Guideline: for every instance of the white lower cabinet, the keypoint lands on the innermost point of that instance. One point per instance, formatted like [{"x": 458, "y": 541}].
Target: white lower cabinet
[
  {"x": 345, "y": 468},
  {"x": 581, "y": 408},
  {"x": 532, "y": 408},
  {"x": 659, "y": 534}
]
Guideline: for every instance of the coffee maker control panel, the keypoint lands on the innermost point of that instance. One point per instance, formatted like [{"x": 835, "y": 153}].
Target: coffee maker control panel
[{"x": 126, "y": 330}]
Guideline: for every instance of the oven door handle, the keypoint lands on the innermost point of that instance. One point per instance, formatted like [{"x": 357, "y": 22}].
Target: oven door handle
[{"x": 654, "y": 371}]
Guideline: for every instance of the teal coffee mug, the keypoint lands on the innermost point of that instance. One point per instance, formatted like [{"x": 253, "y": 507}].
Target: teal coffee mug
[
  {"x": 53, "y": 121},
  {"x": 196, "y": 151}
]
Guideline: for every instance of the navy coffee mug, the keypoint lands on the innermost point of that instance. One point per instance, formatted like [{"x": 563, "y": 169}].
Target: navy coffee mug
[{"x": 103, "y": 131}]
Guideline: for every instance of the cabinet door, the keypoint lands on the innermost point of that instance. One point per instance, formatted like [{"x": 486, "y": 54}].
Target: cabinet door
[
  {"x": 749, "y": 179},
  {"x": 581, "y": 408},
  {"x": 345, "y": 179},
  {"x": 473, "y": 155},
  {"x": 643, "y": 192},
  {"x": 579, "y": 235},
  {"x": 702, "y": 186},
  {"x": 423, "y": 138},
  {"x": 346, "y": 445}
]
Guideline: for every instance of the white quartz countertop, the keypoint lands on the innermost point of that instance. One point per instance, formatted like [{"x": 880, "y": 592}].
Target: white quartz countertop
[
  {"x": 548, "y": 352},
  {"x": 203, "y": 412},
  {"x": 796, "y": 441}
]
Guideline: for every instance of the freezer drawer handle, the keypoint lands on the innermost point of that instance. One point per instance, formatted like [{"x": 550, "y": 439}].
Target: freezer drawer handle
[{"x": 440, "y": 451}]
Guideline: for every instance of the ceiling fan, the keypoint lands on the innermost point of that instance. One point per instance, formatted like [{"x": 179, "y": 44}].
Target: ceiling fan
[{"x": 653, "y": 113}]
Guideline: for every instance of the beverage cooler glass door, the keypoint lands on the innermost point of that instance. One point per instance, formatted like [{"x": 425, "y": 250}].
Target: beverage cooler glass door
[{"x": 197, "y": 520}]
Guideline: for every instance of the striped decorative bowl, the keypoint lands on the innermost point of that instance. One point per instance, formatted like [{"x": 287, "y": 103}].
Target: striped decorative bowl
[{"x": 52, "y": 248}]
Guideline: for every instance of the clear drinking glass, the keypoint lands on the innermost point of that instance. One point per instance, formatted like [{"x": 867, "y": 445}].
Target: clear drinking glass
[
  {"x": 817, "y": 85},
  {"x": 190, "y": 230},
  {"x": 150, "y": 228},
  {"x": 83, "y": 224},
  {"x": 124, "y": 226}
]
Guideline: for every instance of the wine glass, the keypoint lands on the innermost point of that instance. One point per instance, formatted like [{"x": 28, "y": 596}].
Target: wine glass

==

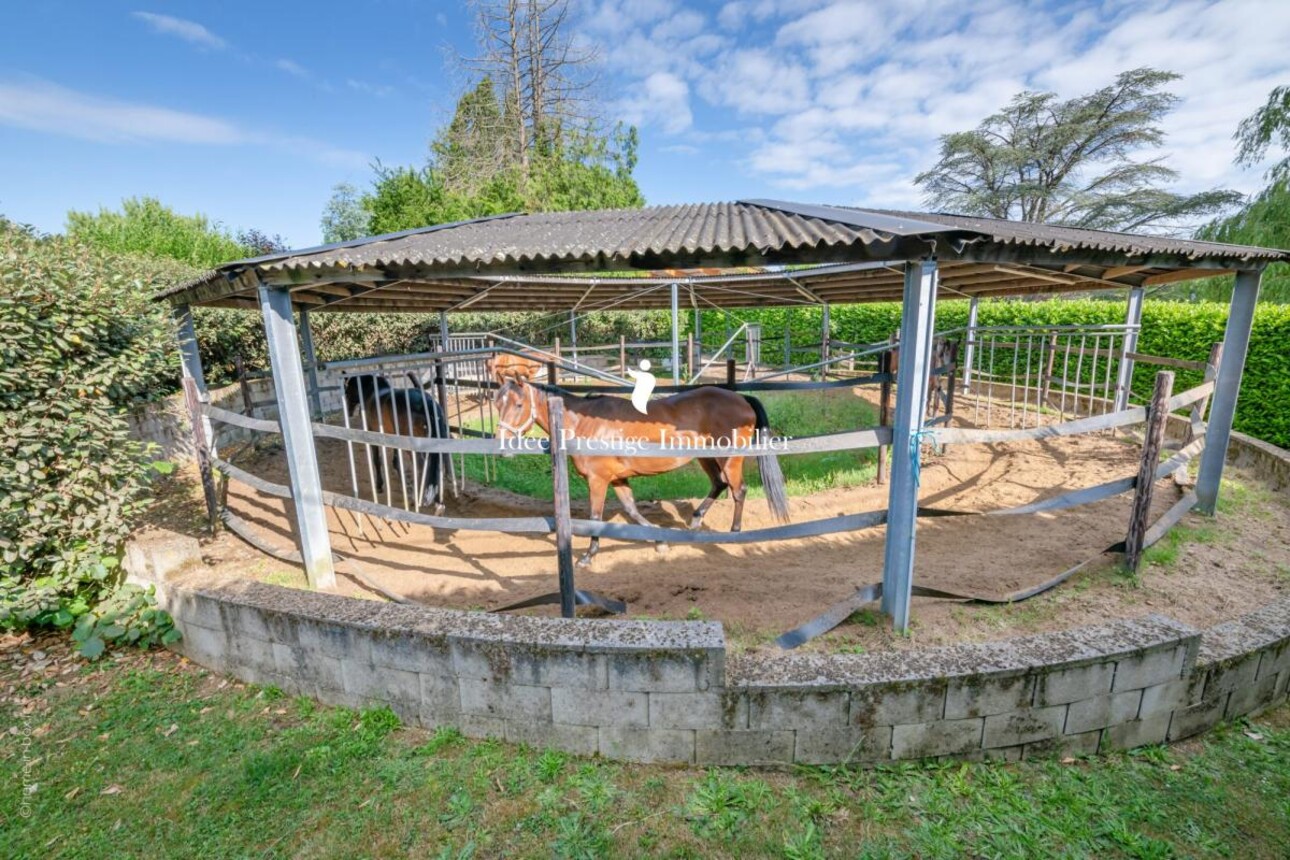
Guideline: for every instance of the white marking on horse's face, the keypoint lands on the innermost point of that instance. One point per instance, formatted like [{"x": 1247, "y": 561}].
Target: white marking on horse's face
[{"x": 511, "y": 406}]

==

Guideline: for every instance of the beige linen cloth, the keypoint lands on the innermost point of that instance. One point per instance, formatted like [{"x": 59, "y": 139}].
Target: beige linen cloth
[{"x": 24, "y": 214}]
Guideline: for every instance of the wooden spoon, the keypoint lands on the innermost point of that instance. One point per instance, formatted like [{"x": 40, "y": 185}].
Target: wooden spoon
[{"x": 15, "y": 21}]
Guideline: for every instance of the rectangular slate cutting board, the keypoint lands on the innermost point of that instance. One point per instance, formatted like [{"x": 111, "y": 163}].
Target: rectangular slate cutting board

# EXERCISE DESCRIPTION
Copy the material from the line containing "Guideline: for every instance of the rectangular" through the line containing "Target: rectangular slate cutting board", swapping "slate" for "marble" and leaving everything else unchanged.

# EXERCISE RESPONSE
Guideline: for every instance of the rectangular marble cutting board, the keypoint lands on the innermost point of that instance. One point per instance, formatted like [{"x": 111, "y": 163}].
Target: rectangular marble cutting board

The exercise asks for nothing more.